Task requirements
Present the lines below as a Markdown table with a "No." column for the row number and a "Text" column for the line, skipping blank lines and leaving out the pictures.

Extracted records
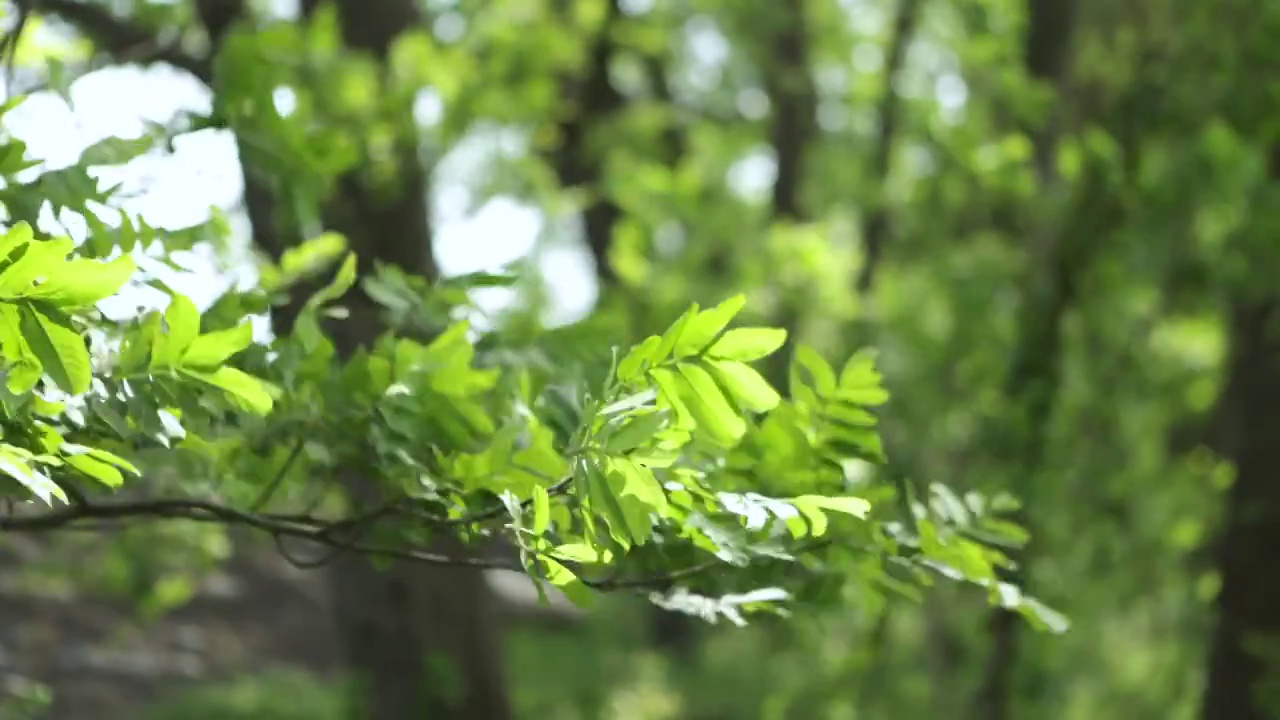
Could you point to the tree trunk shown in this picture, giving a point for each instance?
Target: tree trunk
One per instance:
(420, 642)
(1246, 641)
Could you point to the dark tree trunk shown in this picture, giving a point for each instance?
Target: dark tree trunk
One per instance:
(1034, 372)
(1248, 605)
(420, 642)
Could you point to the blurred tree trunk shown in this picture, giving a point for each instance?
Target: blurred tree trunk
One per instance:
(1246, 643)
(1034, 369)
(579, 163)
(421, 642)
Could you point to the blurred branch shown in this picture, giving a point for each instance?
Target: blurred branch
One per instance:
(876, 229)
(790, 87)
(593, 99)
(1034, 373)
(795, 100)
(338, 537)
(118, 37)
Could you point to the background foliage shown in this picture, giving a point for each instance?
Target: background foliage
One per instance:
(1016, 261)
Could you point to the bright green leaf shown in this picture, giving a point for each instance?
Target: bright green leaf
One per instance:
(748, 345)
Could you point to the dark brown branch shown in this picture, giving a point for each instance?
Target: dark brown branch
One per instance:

Exercise response
| No. | Text |
|---|---|
| 1 | Could you point to the tree trunk shown in this picture, giving a point for each instance? |
| 2 | Target: tree trunk |
| 3 | One per instance: |
| 4 | (420, 642) |
| 5 | (1246, 641) |
| 6 | Could you point to the dark tree trunk shown in this picture, giving a point for each instance? |
| 7 | Target: dark tree trunk |
| 8 | One per instance: |
| 9 | (1034, 372) |
| 10 | (1248, 605) |
| 11 | (420, 642) |
| 12 | Could you point to the blurred tree trunk shown in this picture, giving a point for each instance? |
| 13 | Target: blurred tree trunk |
| 14 | One per instance: |
| 15 | (1246, 643) |
| 16 | (1034, 369) |
| 17 | (579, 163) |
| 18 | (421, 642) |
| 19 | Could you point to the blurred branch shown in this picture, giving a point for each instance? |
| 20 | Target: blurred branch |
| 21 | One per instance: |
| 22 | (876, 229) |
| 23 | (790, 87) |
| 24 | (593, 99) |
| 25 | (1034, 373) |
| 26 | (795, 100) |
| 27 | (338, 537) |
| 28 | (118, 37) |
| 29 | Could you point to the background foliage shown in this picture, giving a point for each instance? |
| 30 | Target: background foliage |
| 31 | One per instance: |
| 32 | (1016, 261) |
| 33 | Could you point to the bright green leaf shown in this picture, giving a point for each instance? |
| 34 | Target: bright green leaf |
| 35 | One per instance: |
| 36 | (748, 345) |
| 37 | Could you point to the dark brown branch shown in this picture, giving a point for each instance? |
| 38 | Target: dark brown branch |
| 39 | One per instance: |